→ **WORK TO COMPLETE**
Please show every line of the records below that contains the word "cactus", copying each line in full.

→ **RECORDS FOR THE TASK**
◇ ◇ ◇ ◇
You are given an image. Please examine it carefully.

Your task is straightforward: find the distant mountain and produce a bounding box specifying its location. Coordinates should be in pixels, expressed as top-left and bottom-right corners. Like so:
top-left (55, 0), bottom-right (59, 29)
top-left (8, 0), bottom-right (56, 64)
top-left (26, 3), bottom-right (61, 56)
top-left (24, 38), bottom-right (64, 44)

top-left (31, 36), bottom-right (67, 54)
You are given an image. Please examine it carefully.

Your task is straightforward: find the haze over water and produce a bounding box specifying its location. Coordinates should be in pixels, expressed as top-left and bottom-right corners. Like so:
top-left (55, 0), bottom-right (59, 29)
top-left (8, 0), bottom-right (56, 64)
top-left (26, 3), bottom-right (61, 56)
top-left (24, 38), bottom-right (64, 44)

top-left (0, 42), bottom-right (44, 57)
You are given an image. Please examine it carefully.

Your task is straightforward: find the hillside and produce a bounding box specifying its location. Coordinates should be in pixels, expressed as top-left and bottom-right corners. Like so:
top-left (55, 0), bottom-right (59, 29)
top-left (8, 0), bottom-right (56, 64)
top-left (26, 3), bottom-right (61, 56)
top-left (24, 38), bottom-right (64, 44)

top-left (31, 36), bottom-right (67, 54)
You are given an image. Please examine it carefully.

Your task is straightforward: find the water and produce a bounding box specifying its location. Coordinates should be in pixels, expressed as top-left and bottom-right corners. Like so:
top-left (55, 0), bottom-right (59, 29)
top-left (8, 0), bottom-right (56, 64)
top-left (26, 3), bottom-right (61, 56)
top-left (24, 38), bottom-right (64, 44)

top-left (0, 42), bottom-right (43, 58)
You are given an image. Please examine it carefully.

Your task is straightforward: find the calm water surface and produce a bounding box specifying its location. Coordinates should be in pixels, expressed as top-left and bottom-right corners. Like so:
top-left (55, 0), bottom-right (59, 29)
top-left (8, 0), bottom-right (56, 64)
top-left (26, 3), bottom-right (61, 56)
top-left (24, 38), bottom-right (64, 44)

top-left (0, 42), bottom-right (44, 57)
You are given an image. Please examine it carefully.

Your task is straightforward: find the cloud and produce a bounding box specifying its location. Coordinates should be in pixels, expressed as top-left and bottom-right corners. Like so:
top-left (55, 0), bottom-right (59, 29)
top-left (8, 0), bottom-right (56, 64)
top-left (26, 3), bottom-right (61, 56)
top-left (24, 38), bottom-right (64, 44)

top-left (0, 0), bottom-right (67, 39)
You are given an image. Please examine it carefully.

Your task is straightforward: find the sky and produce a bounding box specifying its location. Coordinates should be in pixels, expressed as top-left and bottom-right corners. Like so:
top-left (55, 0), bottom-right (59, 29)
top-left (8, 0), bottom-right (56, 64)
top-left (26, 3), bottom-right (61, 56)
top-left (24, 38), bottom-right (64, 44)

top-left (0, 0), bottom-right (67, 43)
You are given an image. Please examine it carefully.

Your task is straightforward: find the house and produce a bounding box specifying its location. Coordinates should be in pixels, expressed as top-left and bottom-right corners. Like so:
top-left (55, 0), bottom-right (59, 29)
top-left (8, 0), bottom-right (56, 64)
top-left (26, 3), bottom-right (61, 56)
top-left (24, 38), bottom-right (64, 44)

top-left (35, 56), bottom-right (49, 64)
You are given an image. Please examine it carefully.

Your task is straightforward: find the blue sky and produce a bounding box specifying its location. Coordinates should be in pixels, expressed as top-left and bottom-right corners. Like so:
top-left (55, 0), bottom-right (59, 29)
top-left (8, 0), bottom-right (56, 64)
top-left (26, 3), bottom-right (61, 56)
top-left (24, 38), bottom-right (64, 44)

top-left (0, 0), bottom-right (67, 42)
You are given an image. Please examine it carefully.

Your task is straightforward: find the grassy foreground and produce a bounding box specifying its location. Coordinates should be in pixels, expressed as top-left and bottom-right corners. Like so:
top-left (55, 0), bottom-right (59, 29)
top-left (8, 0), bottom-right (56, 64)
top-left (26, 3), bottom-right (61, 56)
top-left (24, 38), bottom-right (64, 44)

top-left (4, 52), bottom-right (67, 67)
◇ ◇ ◇ ◇
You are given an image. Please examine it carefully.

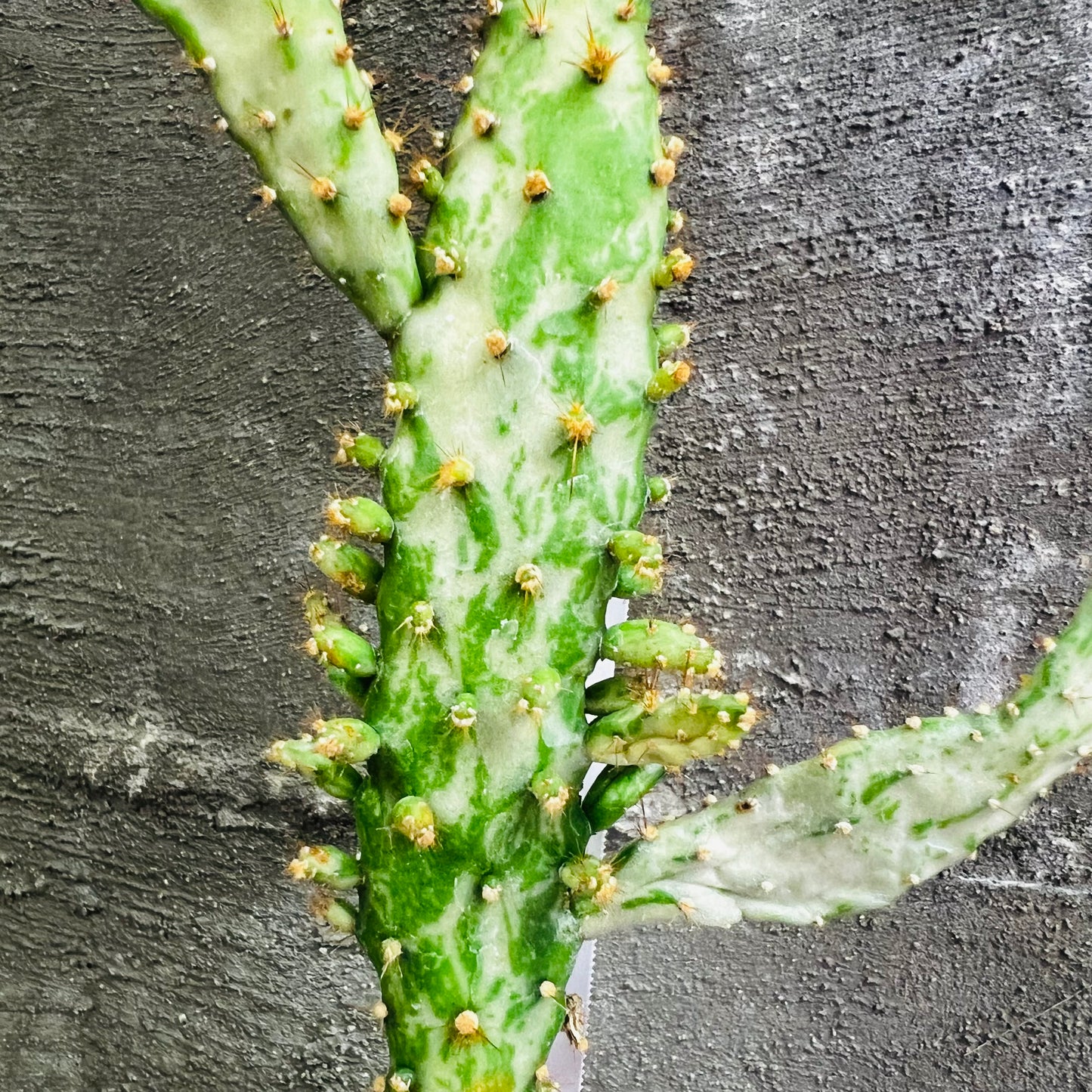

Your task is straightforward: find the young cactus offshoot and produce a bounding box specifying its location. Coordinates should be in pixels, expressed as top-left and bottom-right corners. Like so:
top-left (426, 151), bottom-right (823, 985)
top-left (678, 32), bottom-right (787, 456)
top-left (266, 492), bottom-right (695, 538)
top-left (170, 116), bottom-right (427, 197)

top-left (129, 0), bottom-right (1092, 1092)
◇ ◇ ◇ ◇
→ **ANSWER TO THIS PROBLEM**
Your task is straightforward: find the young cactus offshoot and produce a bounding box specifying its location. Coordinates should be in pixels, expressed as top-left and bottom-right corners. Like so:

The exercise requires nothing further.